**Given problem**:
Copy the data starting at its first line and ending at the line that contains "335 68 L 333", both lines included, with the requests kept in. Scale every coordinate in the answer outlines by 0.9 and round to whole numbers, halves up, but leave the numbers in the requests and their sample layouts as they are.

**Exercise inputs**:
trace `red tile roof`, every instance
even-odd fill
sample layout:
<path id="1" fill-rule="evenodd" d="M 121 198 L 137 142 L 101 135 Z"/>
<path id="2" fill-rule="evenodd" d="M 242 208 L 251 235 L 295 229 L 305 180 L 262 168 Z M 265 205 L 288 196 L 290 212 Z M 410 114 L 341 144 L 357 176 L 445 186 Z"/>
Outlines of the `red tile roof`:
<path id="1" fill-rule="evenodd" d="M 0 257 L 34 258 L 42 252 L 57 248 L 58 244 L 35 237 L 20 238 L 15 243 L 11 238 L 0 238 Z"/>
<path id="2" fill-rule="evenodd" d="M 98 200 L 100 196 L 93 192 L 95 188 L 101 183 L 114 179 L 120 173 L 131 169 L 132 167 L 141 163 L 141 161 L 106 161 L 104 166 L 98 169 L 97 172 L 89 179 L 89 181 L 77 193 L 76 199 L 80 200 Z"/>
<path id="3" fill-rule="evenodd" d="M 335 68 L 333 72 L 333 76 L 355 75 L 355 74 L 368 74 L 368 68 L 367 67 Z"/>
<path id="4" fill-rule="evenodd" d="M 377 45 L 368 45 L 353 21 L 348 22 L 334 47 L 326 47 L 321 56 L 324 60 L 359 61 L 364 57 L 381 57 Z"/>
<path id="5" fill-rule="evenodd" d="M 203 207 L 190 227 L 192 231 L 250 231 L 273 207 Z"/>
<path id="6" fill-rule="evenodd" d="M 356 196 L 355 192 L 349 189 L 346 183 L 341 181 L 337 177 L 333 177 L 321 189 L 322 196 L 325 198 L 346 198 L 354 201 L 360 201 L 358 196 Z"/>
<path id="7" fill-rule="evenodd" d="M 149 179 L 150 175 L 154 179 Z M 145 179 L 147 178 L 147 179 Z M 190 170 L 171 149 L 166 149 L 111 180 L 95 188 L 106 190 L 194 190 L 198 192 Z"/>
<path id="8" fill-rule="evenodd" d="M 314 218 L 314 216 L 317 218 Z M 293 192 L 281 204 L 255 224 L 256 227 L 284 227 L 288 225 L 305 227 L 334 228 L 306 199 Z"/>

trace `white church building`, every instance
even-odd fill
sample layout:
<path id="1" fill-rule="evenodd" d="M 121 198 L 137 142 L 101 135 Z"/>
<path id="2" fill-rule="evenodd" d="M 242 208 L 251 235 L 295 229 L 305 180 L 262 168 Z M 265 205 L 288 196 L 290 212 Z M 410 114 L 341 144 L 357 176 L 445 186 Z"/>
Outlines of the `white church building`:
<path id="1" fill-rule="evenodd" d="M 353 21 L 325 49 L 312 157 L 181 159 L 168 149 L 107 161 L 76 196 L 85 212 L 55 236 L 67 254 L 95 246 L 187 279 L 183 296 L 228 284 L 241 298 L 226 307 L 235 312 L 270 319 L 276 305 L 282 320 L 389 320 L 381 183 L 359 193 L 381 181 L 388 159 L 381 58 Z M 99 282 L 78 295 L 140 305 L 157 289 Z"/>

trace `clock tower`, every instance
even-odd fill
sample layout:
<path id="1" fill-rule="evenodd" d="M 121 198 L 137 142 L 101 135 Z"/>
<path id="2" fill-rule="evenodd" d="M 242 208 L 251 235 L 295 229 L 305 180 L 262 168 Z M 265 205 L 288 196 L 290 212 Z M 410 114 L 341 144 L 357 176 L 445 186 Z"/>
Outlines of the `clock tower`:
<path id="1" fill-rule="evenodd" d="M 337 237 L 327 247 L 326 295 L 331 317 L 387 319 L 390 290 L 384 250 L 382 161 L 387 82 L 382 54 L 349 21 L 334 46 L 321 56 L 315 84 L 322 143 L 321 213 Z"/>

**Complete output**:
trace `red tile roof`, every instance
even-odd fill
sample layout:
<path id="1" fill-rule="evenodd" d="M 121 198 L 137 142 L 101 135 Z"/>
<path id="2" fill-rule="evenodd" d="M 242 208 L 251 235 L 295 229 L 305 180 L 262 168 Z M 265 205 L 288 196 L 290 212 Z M 410 114 L 341 144 L 357 176 L 445 186 Z"/>
Outlines of the `red tile roof`:
<path id="1" fill-rule="evenodd" d="M 0 231 L 31 232 L 38 227 L 51 223 L 52 220 L 32 213 L 18 214 L 14 219 L 10 214 L 0 214 Z"/>
<path id="2" fill-rule="evenodd" d="M 88 180 L 90 176 L 84 173 L 86 169 L 91 165 L 103 161 L 108 156 L 118 152 L 119 150 L 127 147 L 127 145 L 95 145 L 94 149 L 88 152 L 87 155 L 80 161 L 80 163 L 69 174 L 68 179 L 72 180 Z"/>
<path id="3" fill-rule="evenodd" d="M 302 61 L 300 65 L 300 68 L 320 68 L 320 67 L 331 67 L 331 61 L 330 60 Z"/>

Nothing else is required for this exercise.